• GIVEN REQUEST
Find every line in the records below that contains the string "cushion" and copy each of those lines in full. Case counts.
===============
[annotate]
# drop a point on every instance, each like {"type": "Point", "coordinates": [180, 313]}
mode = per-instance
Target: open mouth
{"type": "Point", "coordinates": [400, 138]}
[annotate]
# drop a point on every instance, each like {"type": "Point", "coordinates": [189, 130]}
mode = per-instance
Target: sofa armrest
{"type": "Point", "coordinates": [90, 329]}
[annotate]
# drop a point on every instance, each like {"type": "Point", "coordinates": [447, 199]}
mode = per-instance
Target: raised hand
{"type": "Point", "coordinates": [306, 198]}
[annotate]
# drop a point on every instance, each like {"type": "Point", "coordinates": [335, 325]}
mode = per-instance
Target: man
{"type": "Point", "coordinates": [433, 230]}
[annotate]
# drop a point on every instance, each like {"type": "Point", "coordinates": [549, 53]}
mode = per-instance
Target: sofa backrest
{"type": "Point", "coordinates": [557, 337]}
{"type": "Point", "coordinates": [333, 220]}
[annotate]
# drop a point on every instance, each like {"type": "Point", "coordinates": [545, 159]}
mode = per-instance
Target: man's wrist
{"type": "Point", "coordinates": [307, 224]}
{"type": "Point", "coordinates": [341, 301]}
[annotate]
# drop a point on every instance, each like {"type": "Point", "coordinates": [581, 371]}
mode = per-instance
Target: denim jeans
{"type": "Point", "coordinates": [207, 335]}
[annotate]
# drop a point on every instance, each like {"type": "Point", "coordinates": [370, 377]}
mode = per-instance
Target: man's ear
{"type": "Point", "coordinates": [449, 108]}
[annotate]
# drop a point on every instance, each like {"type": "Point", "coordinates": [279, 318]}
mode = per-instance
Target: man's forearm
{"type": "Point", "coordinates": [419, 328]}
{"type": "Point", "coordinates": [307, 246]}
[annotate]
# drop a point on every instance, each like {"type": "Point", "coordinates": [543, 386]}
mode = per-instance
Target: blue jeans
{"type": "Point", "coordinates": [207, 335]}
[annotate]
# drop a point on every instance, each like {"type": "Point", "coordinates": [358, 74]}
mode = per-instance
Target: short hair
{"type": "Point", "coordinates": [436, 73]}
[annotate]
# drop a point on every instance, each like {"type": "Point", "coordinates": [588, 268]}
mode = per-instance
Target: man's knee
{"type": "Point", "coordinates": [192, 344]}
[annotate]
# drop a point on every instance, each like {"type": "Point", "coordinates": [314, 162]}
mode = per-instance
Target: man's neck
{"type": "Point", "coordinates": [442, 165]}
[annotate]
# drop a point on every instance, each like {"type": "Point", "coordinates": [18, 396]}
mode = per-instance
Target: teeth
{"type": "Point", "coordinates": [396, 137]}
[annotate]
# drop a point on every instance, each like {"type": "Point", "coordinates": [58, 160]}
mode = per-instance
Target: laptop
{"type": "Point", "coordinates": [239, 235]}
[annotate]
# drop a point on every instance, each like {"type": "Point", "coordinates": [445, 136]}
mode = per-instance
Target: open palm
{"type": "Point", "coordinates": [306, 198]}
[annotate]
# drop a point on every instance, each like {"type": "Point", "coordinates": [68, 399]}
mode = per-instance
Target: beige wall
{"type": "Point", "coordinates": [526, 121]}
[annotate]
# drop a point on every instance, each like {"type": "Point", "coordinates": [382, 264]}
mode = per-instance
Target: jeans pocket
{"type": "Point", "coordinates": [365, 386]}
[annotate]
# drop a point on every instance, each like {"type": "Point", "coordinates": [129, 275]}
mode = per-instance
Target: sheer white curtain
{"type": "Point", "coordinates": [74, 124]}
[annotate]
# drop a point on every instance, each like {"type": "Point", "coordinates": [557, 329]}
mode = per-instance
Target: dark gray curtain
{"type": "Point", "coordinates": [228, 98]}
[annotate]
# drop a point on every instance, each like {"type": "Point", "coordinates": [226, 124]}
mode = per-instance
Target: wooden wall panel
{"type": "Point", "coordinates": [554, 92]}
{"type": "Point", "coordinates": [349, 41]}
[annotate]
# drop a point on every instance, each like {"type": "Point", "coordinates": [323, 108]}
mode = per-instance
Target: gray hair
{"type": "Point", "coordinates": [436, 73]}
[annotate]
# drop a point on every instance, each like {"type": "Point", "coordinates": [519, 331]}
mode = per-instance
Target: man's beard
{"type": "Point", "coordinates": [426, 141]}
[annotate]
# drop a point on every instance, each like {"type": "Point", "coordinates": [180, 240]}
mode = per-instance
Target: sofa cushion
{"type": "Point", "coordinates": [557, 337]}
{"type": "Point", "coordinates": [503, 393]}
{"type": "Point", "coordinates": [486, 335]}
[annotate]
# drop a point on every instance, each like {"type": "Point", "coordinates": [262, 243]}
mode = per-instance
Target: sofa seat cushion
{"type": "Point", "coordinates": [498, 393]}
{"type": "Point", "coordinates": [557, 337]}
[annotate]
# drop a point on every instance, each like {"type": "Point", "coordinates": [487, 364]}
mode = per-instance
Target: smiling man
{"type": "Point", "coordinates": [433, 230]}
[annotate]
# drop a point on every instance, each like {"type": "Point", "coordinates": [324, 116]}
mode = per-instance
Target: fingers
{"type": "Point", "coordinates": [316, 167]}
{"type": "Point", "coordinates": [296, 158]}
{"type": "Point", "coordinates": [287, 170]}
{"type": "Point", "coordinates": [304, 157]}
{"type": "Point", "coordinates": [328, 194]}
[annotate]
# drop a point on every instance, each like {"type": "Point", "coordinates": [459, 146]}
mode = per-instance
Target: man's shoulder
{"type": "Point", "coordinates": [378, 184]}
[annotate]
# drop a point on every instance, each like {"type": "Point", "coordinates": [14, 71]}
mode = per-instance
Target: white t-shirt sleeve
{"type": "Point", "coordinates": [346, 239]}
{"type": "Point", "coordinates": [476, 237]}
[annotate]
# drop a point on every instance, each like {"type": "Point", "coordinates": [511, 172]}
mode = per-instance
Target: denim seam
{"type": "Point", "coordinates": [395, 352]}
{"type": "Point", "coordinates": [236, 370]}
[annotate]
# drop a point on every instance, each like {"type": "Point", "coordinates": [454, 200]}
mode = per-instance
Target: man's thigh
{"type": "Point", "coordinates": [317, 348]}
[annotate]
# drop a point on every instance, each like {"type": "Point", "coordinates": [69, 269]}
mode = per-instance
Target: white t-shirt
===============
• REPLY
Target: sofa cushion
Target: sofa seat cushion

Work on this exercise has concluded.